- DIRECTIVE
Print the following lines again without changing anything in them.

— begin PROVIDED DATA —

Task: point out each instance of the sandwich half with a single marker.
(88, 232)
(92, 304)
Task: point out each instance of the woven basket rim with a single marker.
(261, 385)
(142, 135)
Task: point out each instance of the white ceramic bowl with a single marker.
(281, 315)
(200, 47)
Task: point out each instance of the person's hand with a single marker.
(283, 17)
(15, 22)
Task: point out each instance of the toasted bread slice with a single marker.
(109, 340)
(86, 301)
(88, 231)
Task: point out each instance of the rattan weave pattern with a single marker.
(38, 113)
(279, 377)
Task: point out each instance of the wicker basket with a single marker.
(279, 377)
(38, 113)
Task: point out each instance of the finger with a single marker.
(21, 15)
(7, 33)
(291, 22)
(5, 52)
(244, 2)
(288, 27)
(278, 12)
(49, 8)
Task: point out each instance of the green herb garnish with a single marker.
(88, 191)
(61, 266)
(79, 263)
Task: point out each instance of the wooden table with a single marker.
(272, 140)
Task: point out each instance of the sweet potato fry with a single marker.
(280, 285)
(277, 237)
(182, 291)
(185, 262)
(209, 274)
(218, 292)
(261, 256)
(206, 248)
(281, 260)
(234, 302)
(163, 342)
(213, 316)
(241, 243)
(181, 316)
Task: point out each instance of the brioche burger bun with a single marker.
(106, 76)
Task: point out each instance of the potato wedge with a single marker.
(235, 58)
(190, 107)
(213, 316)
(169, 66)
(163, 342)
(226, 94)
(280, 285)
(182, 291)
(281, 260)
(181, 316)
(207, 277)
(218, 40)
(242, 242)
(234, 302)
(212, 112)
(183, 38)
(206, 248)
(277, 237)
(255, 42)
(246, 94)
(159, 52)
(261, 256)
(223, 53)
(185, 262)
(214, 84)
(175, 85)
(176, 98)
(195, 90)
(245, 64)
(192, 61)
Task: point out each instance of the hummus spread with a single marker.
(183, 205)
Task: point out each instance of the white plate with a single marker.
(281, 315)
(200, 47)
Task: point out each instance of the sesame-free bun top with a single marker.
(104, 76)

— end PROVIDED DATA —

- TASK ANSWER
Task: point out each instance of the sandwich half with a single marker.
(88, 232)
(92, 304)
Task: point out each instance of the woven basket rim with a single marker.
(261, 385)
(142, 135)
Task: point out each instance of the white ceramic bowl with a single marker.
(281, 315)
(200, 47)
Task: point out each instance of the person's hand with a single marker.
(283, 17)
(15, 22)
Task: point out each instance of the toasted bread slice with a single marker.
(109, 340)
(86, 301)
(88, 231)
Task: point out each instance of the rattan weave pattern with a single marker.
(38, 113)
(279, 377)
Task: point out each instance of the wicker basket with a single marker.
(279, 377)
(38, 113)
Task: point out each instance of the finger with a single marker.
(21, 15)
(7, 33)
(291, 22)
(5, 52)
(244, 2)
(288, 27)
(278, 12)
(49, 8)
Task: point out each instance of the green herb garnish with a single marker.
(88, 191)
(61, 266)
(79, 263)
Task: point out each instance of the wooden table with a single marker.
(272, 140)
Task: point out each instance of the sweet potato fry with a single marker.
(280, 285)
(277, 237)
(182, 291)
(185, 262)
(209, 274)
(218, 292)
(261, 256)
(206, 248)
(281, 260)
(234, 302)
(163, 342)
(213, 316)
(241, 243)
(181, 316)
Task: point out each instance of the brioche burger bun with a single marker.
(106, 76)
Task: point out each instance of the potato wedge with a single marker.
(235, 58)
(190, 107)
(213, 316)
(169, 66)
(163, 342)
(226, 94)
(280, 285)
(182, 291)
(281, 260)
(181, 316)
(207, 277)
(218, 40)
(242, 242)
(234, 302)
(212, 112)
(183, 38)
(206, 248)
(277, 237)
(255, 42)
(246, 94)
(159, 52)
(261, 256)
(223, 53)
(185, 262)
(214, 84)
(175, 85)
(176, 98)
(195, 90)
(245, 64)
(192, 61)
Task: point out each instance of the hummus spread with a single marker.
(183, 205)
Task: point out each instance of the white plate with a single marker.
(281, 315)
(200, 47)
Task: point out each instance of the sesame-free bun top with a single marker.
(104, 76)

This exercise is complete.